• _Seçilen Metin_

Selman-ı Farisî, Bağdad’a valiy-i umûmi olmuş; fakat halktan ayırılacak bir tipi yok... Bu adam validir diye kimse bilmiyor. Bilemez, halk gibi giyiniyor. Belki halkın giyiminden çok daha aşağı bir kıyafette de, Şam’dan gelen bir misafir onu hamal zannederekten:
“—Şu benim eşyalarımı eve götürüver!” diyor.
O da, hiç büyüklük taslamadan,
“—Pekiyi...” diyor, eşyayı alıyor.
Kimdir bunu yapan? Selman-ı Farisî gibi valiy-i umûmîlik yapan bir zât... Kim yapar bunu bugün? Bize bile deseler, biz bile yapmayız. Valiyi umûmi olan bir zat nasıl yapar bu işi? Ama Peygamber SAS’in mektebinde okuyan, onun dizinin dibinde oturan insanların haline bak da, onlardan ibret al! Bizim halimiz,
ne kadar acınacak bir hal...
Onun için, tarikatlar var ya, o tarikatların içerisinde bahusus Nakşi Tarikatı’nın gayesi; diyor ki:
“—Biz ancak hizmet için yaratılmış insanlarız. Bizim vazifemiz halka hizmettir. Halkı hizmet lâzım olduğu vakitte, tesbihi sonraya bırakırız biz!” diyor.”
Ubeydullàh-i Ahrar Hazretleri’nin sözüdür. Edille-i Nakşibendiyye’de yazar. Çok güzel!
Şimdi bizim tesbih ve nafile namazlarımız var ya, bunları da kılacağız. Fakat halka hizmet de var; halka hizmeti tercih ederiz. Tesbih ne zaman olsa yapılır. Yâni, “Bu tarikatın kuruluşundaki gàye, halka hizmettir.” diyor. E bu halka hizmet olunca, nasıl yapılacak halka hizmet? Bedenen, mâlen, nasıl yapacaksan yapacaksın bu işi... Bugün en çok muhtaç olduğumuz da bu hizmet...

• _Alıştırmalar_
1. Seçilen metindeki “Bu adam validir diye kimse bilmiyor.” cümlesini İngilizceye çevirin.
2. Halka hizmet üzerine olan metni kaldığı yerden sürdürün.

• _Gösterilen Bilgiler_

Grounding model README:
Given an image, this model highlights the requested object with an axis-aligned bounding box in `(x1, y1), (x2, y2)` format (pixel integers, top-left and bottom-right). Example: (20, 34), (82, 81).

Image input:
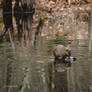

• _Beklenen Cevaplar_
1. No one knows that this man is a governor.

2.
Onun için, o devirlerdeki insanların yetişiş tarzında, büyükleri onları terbiye etmek için, evvelâ insanlara hizmeti öğretmişler onlara... Yâni:
“—Efendim beni kabul etmez misin dervişliğe, evlatlığa?”
“—Pekiyi evlâdım. Şimdi senin vazifen; insanların bitlerini temizleyeceksin, hastalarına bakacaksın! Şurada yardım, burada yardım... Yap bakalım!”
Senelerce sonra:
“—Hadi hayvanların da hizmetine bak bakalım! Hayvanları bul, hastalıklarını tedavi et! Şunu yap, bunu yap...”
Tam 14 sene ağır hizmetlerde kullandıktan sonra onlara ders veriyorlarmış.
Hattâ onlardan biri olan Şibli Hazretleri —ki akşam okudum— derviş olmak istemiş. O devrin büyüklerinden Cüneyd-i Bağdâdî’ye demişler ki:
“—İşte bunu al, senin terbiyene girecek!”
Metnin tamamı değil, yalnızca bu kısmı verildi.